- Set problem: Please extract every line of the items below that contains the word "water", and treat uppercase and lowercase letters as different.

## Start Dataset rows

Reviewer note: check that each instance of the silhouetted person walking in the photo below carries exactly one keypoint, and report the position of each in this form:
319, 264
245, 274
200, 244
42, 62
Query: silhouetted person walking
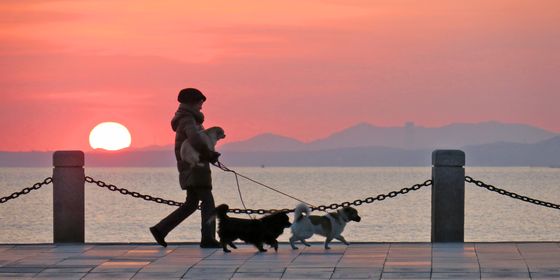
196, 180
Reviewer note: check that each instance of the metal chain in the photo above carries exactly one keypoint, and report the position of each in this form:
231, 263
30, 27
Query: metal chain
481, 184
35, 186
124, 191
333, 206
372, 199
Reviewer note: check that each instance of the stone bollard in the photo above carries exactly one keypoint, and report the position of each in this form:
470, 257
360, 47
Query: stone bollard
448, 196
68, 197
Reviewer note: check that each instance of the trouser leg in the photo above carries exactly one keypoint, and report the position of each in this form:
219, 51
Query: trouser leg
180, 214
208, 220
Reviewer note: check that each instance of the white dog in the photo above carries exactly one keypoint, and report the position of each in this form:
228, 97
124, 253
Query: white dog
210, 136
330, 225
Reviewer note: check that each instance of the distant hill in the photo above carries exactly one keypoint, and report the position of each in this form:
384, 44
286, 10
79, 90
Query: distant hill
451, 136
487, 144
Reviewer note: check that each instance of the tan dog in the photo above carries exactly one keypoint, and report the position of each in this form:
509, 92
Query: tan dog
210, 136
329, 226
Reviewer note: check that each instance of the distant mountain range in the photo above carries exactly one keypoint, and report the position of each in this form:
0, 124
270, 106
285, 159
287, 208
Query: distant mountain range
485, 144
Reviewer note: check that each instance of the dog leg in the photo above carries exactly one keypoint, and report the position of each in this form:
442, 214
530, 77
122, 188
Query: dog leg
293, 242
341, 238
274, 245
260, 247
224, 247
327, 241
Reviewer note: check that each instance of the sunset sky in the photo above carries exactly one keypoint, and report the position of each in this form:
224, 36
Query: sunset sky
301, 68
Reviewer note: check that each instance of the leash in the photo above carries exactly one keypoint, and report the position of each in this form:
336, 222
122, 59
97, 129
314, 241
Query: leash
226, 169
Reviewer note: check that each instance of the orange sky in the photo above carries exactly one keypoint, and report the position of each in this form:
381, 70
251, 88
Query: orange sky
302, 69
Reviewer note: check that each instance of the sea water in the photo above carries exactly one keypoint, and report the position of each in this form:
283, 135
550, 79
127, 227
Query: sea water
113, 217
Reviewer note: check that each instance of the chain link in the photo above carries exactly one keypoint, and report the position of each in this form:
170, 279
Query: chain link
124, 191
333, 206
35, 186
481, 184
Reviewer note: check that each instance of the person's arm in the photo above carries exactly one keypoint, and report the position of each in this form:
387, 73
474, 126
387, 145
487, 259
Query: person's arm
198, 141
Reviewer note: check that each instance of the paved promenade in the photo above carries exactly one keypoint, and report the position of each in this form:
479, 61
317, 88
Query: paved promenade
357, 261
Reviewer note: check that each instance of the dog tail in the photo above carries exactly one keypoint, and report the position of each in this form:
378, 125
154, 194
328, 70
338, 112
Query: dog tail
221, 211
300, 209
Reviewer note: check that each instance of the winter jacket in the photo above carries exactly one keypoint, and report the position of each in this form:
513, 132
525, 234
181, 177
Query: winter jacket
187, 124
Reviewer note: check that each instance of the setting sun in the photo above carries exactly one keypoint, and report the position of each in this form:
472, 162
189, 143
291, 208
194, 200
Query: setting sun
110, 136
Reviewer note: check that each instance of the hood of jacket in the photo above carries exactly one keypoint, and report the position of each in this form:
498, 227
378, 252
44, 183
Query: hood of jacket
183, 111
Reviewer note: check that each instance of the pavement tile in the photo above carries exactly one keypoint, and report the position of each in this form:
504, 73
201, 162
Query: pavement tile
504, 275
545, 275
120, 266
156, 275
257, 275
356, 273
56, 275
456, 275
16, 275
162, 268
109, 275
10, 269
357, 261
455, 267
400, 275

## End Dataset rows
## Start Dataset rows

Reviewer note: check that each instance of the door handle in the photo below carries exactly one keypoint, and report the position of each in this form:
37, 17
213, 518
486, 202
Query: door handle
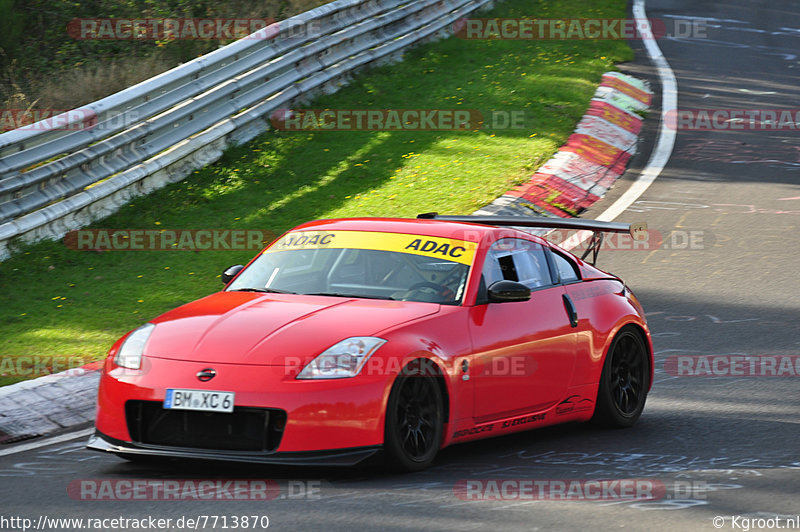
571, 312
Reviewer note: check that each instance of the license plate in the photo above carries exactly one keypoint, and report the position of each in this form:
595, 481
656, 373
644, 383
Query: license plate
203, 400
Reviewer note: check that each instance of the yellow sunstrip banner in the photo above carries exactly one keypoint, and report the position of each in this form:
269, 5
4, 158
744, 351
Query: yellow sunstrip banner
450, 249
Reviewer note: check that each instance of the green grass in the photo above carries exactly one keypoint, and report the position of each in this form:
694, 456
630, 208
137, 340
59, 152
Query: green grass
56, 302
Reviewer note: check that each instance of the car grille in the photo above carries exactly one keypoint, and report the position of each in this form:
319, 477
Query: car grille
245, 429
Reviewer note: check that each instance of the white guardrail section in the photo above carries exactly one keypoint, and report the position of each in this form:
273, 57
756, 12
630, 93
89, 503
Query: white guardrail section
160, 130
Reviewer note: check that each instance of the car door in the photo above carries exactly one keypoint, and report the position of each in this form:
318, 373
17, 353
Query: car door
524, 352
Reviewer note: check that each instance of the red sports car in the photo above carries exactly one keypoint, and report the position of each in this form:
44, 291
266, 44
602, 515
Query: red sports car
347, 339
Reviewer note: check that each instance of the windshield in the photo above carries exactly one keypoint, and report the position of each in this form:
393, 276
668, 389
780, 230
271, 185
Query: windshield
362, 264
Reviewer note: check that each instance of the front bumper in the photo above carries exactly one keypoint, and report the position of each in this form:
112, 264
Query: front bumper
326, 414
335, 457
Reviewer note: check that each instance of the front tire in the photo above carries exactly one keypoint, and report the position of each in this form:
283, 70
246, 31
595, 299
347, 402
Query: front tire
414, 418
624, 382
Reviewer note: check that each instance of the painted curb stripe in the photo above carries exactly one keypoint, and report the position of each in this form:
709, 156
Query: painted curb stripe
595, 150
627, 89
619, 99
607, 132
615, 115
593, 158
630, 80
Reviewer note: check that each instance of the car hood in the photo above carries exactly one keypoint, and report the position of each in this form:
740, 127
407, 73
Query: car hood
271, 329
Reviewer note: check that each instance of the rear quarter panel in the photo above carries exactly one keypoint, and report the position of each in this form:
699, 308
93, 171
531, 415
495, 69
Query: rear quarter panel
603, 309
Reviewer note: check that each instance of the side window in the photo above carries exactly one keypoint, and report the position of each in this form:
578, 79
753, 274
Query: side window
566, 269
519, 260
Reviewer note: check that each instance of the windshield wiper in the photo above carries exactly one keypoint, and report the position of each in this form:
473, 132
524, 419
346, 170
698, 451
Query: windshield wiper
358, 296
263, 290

## End Dataset rows

- Response to the exercise:
Reviewer note: check that each instance of the sea water in the photo above carries exactly one keypoint, and report the position of each in this form:
Query: sea water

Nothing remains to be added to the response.